▶ _What to produce_: Pictures aside, repeat every record below exactly.

▶ _Data for review_:
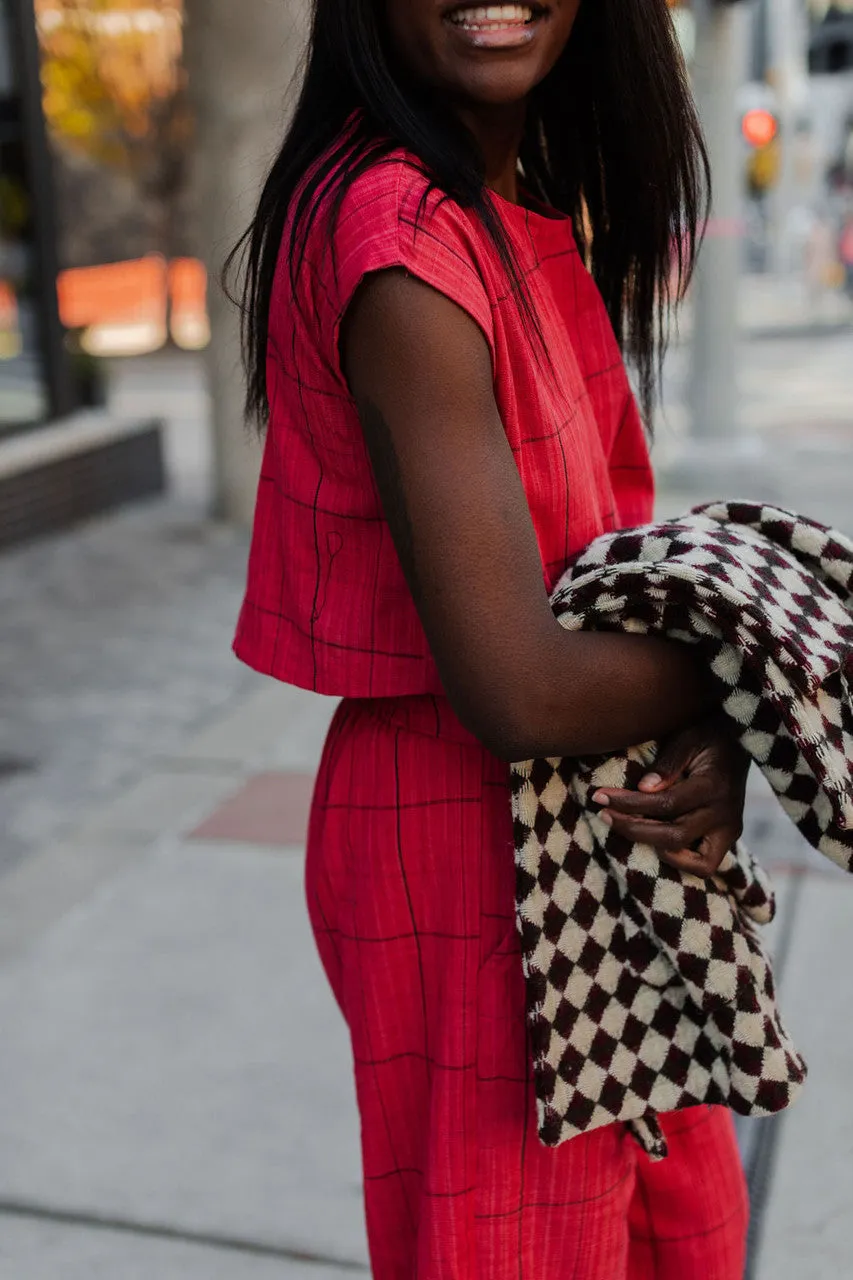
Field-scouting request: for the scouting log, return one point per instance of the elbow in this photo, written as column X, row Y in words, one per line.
column 510, row 730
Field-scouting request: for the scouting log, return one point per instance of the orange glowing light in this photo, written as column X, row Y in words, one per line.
column 760, row 127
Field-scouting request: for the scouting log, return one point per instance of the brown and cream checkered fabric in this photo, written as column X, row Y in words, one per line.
column 649, row 990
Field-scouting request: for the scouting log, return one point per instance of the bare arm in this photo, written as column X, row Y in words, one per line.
column 420, row 371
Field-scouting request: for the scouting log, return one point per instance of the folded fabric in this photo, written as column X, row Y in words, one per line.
column 648, row 988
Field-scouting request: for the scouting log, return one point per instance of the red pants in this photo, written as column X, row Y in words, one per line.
column 410, row 886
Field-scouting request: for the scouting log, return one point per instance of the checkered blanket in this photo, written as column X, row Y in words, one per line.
column 648, row 988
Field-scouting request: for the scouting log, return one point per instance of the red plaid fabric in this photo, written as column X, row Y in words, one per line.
column 410, row 886
column 327, row 604
column 410, row 862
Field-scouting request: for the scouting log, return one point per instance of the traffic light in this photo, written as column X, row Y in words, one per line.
column 760, row 131
column 760, row 127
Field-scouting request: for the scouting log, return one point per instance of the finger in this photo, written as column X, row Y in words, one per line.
column 689, row 863
column 671, row 762
column 706, row 858
column 694, row 792
column 670, row 836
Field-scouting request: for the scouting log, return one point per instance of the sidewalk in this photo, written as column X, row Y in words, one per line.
column 176, row 1095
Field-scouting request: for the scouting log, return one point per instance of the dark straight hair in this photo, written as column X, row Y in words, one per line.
column 612, row 140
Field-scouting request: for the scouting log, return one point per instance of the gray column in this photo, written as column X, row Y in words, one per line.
column 242, row 56
column 719, row 71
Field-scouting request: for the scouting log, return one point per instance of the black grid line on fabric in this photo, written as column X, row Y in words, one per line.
column 286, row 496
column 570, row 1202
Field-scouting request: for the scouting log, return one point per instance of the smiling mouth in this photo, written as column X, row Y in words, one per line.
column 495, row 18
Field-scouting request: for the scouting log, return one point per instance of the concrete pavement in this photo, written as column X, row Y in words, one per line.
column 176, row 1092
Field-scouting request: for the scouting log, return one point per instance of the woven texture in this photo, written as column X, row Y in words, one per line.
column 649, row 990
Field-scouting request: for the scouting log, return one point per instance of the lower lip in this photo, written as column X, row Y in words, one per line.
column 514, row 36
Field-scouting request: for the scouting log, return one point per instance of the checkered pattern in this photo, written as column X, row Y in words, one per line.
column 648, row 990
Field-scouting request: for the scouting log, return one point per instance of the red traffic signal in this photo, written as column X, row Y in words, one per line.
column 760, row 127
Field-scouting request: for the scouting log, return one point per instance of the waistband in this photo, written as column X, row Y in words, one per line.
column 427, row 714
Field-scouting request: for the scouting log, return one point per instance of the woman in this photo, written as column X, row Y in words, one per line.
column 448, row 420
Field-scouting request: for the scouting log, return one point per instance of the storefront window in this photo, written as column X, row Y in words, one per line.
column 23, row 376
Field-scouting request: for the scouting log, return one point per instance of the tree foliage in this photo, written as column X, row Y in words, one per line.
column 113, row 81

▶ _Response box_:
Field-scouting request: for the scouting log, return one point per instance of the elbow in this photo, written as column X, row Y in words, one per line.
column 510, row 730
Field-scouting request: for the scouting log, return one point per instance of the orange glowing light in this photo, written as column X, row Y in words, one per line.
column 760, row 127
Field-scouting request: for the scouting log, return one point per instance of the brown and cream checkered fabric in this photo, written as column X, row Y in words, one per line.
column 649, row 990
Field-scouting request: for the scouting log, return one point per instance of the bare arm in this photo, written as column X, row Y in words, one per line.
column 420, row 371
Field-scouting request: for the scouting log, return one point per instance of the folded fabric in this photo, written as column X, row Y in words, one per line.
column 648, row 988
Field-scouting request: for the scouting log, return one point per instance of the red pants in this photo, written as column X, row Y in words, one per line.
column 410, row 886
Field-scouting request: for the scouting log, return one point per instance of the checkered blanket in this photo, written as column X, row Y in words, one per line.
column 648, row 988
Field-scouting request: for the scouting log, return one point per instance of the red plaid fabric in this photo, written as column X, row Y in words, one per line.
column 410, row 886
column 327, row 604
column 410, row 862
Field-scouting request: for the scouting log, return one point per instance of the traffic light in this photo, written as column X, row Y in words, one per line.
column 760, row 131
column 760, row 127
Field-scouting request: for the scouting log, return one point per instance of the finger in this photo, written as column X, row Y in words, one per line.
column 689, row 863
column 671, row 762
column 706, row 858
column 694, row 792
column 670, row 836
Field-scouting request: for the scouting log, return one point per instance of the sidewalk in this photo, written as column X, row Y in words, one per line.
column 176, row 1095
Field-scouting request: for the scouting log, return one point per instance of the dark straight hair in this photo, written as column X, row Y in words, one per line.
column 612, row 140
Field-scouting request: for the scouting log, return one point per instance of the gray column in this photo, written as column X, row Y in words, one per line.
column 242, row 56
column 719, row 71
Field-scouting request: for the scouting log, return one point per instance of the black grid line on fabric in this photo, written as column X, row Y in words, one per line.
column 286, row 496
column 570, row 1202
Field-scouting request: for the scouting log, return one point per instance of the smiling mouth in this photo, written as column X, row Y in words, one per line.
column 495, row 18
Field-scouting request: for the scouting log, return one point per instance of the concrete pavement in this photo, written as column X, row Y in words, one per line.
column 176, row 1092
Field-scouting request: for the scouting log, return one point per instance of the woven texture in this photo, written as column X, row Y in words, one per line.
column 649, row 990
Field-scouting request: for the scouting log, return one point per instance of the lower lip in this photo, written as column X, row Y in words, one per line.
column 514, row 36
Field-scouting request: for the scouting log, return one point per instance of the checkered pattern in this photo, written as column X, row Y in words, one per line.
column 648, row 990
Field-scouting request: for the scouting log, return one point per instance of the red traffic signal in this photo, written as column X, row Y in words, one per line.
column 760, row 127
Field-scouting request: for the scouting log, return one point per instance of the waistband in this photo, written as column X, row Y in words, one per line.
column 427, row 714
Field-scouting request: for the scouting log, return one point per instance of the woman in this photo, written as column X, row Y in words, one per line.
column 448, row 420
Field-scouting request: for the scouting log, return one point per instance of the storefront window in this photo, written as column X, row Y in words, one per line.
column 23, row 376
Field-scouting request: for the scouting log, return one point per instance of the tree foliage in this photo, written as column X, row Y in words, one per line.
column 113, row 81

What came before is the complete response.